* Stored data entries
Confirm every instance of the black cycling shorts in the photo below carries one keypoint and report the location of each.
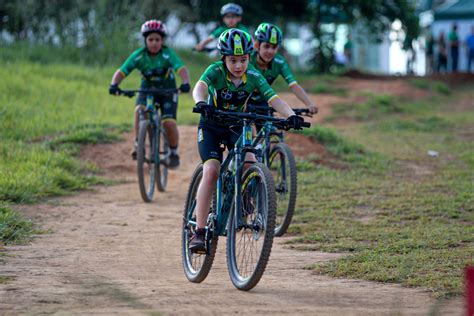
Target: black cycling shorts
(212, 140)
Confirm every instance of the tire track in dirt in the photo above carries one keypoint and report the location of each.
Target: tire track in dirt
(109, 253)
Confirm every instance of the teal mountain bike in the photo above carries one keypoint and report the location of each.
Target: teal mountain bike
(153, 148)
(279, 158)
(243, 210)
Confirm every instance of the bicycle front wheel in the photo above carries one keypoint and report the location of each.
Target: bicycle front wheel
(196, 266)
(250, 230)
(282, 165)
(162, 167)
(146, 162)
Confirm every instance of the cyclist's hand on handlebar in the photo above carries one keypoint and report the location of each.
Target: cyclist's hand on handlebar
(205, 109)
(114, 89)
(184, 87)
(295, 122)
(313, 109)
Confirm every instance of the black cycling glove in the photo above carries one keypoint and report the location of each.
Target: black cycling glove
(206, 110)
(295, 121)
(185, 87)
(114, 89)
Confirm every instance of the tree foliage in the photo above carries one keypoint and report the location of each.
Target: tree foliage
(111, 26)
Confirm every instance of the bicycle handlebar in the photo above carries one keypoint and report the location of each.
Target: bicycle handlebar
(299, 111)
(205, 49)
(277, 122)
(132, 93)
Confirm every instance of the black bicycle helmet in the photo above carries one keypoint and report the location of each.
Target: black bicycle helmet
(269, 33)
(235, 42)
(231, 8)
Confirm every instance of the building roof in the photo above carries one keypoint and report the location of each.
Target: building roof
(462, 9)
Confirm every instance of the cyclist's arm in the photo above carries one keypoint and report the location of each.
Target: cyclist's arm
(184, 74)
(301, 94)
(281, 106)
(200, 92)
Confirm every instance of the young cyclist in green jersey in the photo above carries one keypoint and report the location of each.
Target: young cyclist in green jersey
(226, 85)
(271, 64)
(156, 62)
(231, 16)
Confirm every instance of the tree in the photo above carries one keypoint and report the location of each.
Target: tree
(376, 15)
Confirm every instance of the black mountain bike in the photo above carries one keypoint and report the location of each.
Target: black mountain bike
(153, 148)
(243, 209)
(280, 160)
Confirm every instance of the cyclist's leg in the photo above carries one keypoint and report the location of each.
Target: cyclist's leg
(169, 105)
(211, 155)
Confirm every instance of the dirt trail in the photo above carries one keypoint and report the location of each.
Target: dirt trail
(109, 253)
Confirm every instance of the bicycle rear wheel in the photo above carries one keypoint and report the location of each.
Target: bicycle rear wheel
(282, 165)
(196, 266)
(162, 167)
(250, 230)
(146, 160)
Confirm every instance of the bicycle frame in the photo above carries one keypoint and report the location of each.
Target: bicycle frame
(154, 117)
(224, 201)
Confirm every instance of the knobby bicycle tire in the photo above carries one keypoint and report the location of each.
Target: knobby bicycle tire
(198, 271)
(245, 276)
(145, 152)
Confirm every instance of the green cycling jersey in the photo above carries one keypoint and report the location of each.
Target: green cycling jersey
(277, 67)
(157, 71)
(226, 96)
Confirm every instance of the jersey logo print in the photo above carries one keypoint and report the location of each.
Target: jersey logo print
(226, 94)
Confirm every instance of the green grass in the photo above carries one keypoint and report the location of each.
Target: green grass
(50, 107)
(405, 217)
(432, 85)
(14, 228)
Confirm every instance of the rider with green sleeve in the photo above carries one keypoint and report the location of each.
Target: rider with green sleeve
(231, 16)
(226, 85)
(271, 64)
(157, 64)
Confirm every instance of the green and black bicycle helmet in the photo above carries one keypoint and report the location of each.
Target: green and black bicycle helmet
(269, 33)
(235, 42)
(152, 26)
(231, 8)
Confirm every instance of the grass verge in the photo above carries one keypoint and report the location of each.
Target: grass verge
(402, 216)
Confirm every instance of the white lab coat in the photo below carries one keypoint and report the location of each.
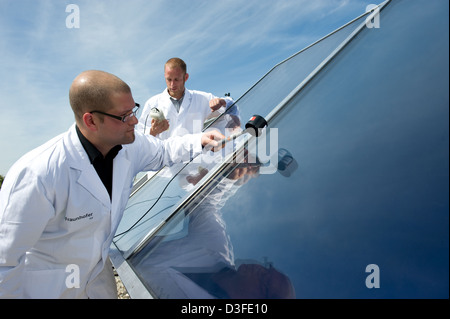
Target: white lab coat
(57, 220)
(193, 112)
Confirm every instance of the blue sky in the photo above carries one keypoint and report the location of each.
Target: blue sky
(227, 45)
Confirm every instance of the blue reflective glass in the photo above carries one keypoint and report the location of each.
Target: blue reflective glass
(361, 179)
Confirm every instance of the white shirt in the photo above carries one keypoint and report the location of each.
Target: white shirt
(193, 112)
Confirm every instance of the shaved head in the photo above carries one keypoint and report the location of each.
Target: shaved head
(93, 90)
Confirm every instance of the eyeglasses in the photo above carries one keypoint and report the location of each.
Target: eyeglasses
(124, 118)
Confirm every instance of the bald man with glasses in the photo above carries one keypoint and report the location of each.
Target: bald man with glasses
(61, 203)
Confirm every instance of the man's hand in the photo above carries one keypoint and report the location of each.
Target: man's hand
(216, 104)
(158, 126)
(209, 140)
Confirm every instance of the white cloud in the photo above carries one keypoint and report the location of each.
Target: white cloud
(228, 45)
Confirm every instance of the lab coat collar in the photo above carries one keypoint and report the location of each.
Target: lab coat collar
(186, 101)
(88, 177)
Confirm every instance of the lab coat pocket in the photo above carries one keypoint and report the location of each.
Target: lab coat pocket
(49, 284)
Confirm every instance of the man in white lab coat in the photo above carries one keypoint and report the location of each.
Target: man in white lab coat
(184, 110)
(61, 203)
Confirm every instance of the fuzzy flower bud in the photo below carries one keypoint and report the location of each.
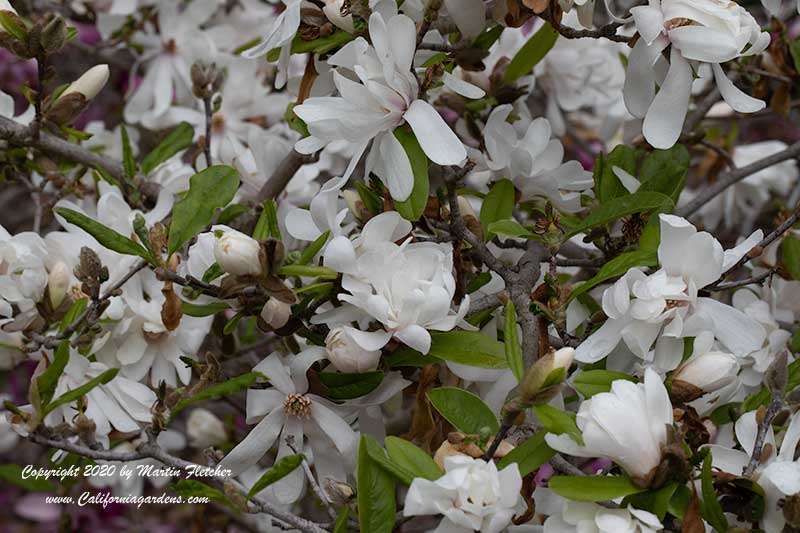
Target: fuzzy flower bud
(58, 283)
(276, 313)
(346, 354)
(90, 83)
(204, 429)
(237, 254)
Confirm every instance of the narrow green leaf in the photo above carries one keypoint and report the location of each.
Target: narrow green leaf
(178, 139)
(308, 271)
(511, 342)
(498, 205)
(12, 474)
(510, 228)
(412, 458)
(593, 488)
(74, 394)
(468, 348)
(531, 53)
(619, 207)
(529, 455)
(48, 379)
(128, 162)
(558, 422)
(709, 506)
(413, 207)
(376, 494)
(464, 410)
(349, 386)
(616, 267)
(218, 390)
(313, 249)
(282, 468)
(591, 382)
(102, 234)
(201, 310)
(209, 189)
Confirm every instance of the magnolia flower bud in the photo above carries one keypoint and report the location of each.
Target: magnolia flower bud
(58, 283)
(236, 253)
(90, 83)
(276, 313)
(204, 429)
(709, 371)
(346, 354)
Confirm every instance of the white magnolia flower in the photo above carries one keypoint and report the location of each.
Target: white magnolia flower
(122, 403)
(204, 429)
(472, 495)
(384, 98)
(628, 425)
(665, 306)
(237, 253)
(287, 409)
(580, 517)
(529, 157)
(705, 31)
(408, 288)
(168, 55)
(740, 204)
(779, 475)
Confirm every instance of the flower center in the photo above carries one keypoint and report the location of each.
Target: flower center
(297, 405)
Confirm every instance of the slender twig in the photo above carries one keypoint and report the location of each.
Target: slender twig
(731, 177)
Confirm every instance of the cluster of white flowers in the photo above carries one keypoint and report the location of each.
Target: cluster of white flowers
(332, 248)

* Action item
Find the line that contains "Target: narrow green leaf". Restate it and all lines after it exactly, ending with the final line of the data.

* Exercise result
Target: narrow green leaf
(178, 139)
(308, 271)
(511, 342)
(498, 205)
(12, 474)
(510, 228)
(412, 458)
(593, 488)
(74, 394)
(468, 348)
(531, 53)
(619, 207)
(529, 455)
(48, 379)
(128, 162)
(558, 422)
(709, 506)
(413, 207)
(376, 494)
(464, 410)
(349, 386)
(616, 267)
(218, 390)
(313, 249)
(282, 468)
(591, 382)
(102, 234)
(201, 310)
(209, 189)
Confirm every instance of the magnolia flower bud in the photo above carries one keypoint and report the location of each.
Target: magnolia flower bud
(58, 283)
(236, 253)
(90, 83)
(276, 313)
(204, 429)
(709, 371)
(346, 354)
Confirm every instance of the white magnolia flower in the photo above carries one keypoint and report the location of each.
Target: white magnolia flower
(122, 403)
(204, 429)
(472, 495)
(384, 98)
(628, 425)
(665, 306)
(237, 253)
(287, 409)
(580, 517)
(529, 157)
(705, 31)
(408, 288)
(168, 55)
(740, 204)
(779, 475)
Confirm every instance of the flower center in the photo above carries one keypoint and report the location of each.
Target: flower center
(297, 405)
Confirm every instance of the slender twig in the photo above carries one keypoint and report the location of each.
Target: slender twig
(731, 177)
Confirm every instance of the cluster of white flowers in the photo above carries one keypoint and report the location of each.
Target: cluster of white flowers
(332, 248)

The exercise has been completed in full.